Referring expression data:

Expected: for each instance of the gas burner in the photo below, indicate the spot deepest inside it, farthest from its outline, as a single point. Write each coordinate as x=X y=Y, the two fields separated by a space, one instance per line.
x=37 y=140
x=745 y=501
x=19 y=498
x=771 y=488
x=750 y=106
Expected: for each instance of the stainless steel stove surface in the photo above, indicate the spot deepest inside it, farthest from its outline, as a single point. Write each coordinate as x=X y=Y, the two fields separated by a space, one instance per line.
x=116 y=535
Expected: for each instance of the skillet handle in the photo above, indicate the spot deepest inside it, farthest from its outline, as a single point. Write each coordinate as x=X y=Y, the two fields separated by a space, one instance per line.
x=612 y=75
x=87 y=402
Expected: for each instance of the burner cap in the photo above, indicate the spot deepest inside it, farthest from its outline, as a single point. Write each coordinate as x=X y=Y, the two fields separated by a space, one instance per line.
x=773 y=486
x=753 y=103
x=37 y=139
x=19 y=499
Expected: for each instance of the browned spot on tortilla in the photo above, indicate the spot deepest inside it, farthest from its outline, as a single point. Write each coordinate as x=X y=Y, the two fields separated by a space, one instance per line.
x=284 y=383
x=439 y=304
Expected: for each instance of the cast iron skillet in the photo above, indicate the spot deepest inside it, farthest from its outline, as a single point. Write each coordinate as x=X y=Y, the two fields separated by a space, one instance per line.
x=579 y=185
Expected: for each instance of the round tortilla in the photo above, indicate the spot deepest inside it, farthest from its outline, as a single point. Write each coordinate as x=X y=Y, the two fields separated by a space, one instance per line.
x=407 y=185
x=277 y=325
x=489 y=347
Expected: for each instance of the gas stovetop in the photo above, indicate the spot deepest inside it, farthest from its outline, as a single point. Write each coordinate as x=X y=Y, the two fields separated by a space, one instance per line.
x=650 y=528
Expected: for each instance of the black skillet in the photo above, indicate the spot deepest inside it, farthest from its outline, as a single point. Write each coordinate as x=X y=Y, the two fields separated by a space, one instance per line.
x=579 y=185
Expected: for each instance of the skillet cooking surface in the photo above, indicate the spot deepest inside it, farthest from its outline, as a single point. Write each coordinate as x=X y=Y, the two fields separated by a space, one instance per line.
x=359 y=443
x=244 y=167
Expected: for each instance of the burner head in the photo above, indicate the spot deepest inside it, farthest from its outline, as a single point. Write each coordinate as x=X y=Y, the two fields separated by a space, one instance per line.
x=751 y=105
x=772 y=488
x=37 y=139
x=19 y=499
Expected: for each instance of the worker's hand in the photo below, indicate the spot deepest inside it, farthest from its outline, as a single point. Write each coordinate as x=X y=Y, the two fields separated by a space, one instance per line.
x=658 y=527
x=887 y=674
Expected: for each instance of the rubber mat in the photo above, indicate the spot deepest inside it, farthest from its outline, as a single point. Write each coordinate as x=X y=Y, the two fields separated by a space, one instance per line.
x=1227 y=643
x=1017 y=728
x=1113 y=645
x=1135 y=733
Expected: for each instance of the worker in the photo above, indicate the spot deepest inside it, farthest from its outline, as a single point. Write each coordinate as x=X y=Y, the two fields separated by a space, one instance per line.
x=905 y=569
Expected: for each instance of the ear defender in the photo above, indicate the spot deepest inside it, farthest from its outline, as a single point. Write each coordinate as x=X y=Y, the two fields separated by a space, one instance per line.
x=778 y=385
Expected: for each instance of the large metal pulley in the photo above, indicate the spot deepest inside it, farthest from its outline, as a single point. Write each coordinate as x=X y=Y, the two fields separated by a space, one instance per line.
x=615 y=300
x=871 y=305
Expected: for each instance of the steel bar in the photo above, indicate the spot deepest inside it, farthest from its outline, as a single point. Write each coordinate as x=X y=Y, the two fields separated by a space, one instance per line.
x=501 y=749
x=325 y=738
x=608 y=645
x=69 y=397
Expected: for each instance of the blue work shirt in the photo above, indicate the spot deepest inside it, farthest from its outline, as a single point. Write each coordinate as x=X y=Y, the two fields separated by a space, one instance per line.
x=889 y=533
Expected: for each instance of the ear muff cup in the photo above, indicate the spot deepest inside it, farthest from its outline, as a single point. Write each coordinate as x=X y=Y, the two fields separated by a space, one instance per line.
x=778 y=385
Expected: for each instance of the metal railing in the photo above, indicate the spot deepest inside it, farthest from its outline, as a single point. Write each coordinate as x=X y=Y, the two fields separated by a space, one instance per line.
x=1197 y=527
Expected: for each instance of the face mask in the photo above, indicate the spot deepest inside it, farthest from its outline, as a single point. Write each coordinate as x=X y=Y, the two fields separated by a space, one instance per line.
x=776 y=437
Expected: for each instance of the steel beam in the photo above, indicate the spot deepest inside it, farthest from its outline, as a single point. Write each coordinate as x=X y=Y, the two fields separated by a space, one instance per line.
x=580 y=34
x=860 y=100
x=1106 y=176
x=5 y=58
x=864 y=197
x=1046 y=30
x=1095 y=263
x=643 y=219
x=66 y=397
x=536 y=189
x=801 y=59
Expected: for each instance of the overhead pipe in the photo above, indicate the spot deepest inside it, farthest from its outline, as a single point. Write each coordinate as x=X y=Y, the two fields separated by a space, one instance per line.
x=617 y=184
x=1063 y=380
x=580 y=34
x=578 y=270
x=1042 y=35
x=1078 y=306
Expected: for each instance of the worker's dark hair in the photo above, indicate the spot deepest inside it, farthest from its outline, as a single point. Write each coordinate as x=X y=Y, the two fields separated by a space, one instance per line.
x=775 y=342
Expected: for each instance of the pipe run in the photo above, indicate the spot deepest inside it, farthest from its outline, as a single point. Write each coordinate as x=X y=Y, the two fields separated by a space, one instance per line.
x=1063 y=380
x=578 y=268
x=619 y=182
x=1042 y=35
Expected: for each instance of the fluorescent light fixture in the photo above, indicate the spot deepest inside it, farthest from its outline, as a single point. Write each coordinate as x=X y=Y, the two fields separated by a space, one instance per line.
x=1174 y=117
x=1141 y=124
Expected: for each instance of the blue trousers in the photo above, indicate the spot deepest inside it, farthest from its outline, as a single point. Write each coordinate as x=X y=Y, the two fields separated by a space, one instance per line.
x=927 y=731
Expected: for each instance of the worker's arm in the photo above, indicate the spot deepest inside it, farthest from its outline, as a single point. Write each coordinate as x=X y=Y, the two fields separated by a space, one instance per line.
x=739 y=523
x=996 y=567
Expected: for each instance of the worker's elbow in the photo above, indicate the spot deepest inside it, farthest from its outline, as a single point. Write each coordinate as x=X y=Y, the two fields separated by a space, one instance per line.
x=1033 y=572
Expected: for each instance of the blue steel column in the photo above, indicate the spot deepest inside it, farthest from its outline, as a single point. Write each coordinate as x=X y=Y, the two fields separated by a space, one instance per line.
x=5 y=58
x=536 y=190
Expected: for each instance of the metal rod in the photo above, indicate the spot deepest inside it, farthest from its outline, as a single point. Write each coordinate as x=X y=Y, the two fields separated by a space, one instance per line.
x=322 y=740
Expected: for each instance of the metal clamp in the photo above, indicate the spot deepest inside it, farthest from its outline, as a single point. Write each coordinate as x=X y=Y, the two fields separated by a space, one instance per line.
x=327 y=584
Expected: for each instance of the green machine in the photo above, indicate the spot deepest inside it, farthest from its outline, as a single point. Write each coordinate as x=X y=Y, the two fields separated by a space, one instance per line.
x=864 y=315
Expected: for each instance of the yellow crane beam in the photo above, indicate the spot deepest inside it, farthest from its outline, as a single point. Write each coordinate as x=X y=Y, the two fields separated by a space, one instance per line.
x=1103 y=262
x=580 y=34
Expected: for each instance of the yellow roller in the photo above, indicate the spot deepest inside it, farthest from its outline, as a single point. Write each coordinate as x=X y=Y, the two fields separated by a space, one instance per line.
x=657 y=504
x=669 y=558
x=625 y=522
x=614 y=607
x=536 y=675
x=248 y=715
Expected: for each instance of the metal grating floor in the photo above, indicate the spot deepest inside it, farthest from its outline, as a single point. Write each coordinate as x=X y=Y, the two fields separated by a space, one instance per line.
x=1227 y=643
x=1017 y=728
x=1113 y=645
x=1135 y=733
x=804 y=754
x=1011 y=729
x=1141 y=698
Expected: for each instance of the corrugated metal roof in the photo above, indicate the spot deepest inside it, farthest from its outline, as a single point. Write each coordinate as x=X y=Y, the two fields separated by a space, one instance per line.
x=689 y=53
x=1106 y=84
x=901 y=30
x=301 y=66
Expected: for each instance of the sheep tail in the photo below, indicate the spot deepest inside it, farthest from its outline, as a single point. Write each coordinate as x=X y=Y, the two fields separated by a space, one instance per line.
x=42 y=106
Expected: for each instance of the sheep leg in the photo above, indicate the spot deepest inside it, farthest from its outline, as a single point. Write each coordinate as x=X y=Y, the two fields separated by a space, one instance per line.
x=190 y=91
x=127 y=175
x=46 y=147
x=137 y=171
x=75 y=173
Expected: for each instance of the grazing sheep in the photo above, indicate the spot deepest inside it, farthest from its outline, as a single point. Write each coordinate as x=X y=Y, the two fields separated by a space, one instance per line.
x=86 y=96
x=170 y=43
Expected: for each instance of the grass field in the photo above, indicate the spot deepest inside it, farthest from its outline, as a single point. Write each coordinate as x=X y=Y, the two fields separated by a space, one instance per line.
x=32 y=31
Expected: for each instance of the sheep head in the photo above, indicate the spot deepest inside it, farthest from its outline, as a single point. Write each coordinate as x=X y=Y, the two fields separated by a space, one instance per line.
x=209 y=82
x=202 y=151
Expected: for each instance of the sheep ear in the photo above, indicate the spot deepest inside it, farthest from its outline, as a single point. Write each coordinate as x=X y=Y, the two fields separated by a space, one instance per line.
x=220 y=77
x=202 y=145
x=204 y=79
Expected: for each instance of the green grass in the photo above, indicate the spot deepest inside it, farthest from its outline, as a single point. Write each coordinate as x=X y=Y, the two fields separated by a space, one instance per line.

[Your assignment]
What is needed is an exact printout of every line from the one with "Expected: for each instance of the sheep ear" through the end of the data, including both, and nothing more.

[Exercise result]
Expected: for each instance of the sheep ear in the photo above, indicate the spot deepest inside it, farthest from its outline, as a single point. Write each coordinate as x=X y=Y, the two fields separated by a space, one instance per line.
x=220 y=77
x=202 y=145
x=204 y=79
Expected: for each instance of the green grass in the photo above, indicate the spot deepest inside it, farthest from its outline, as a single point. Write each coordinate as x=X y=Y, the two fields separated by a space, one instance per line.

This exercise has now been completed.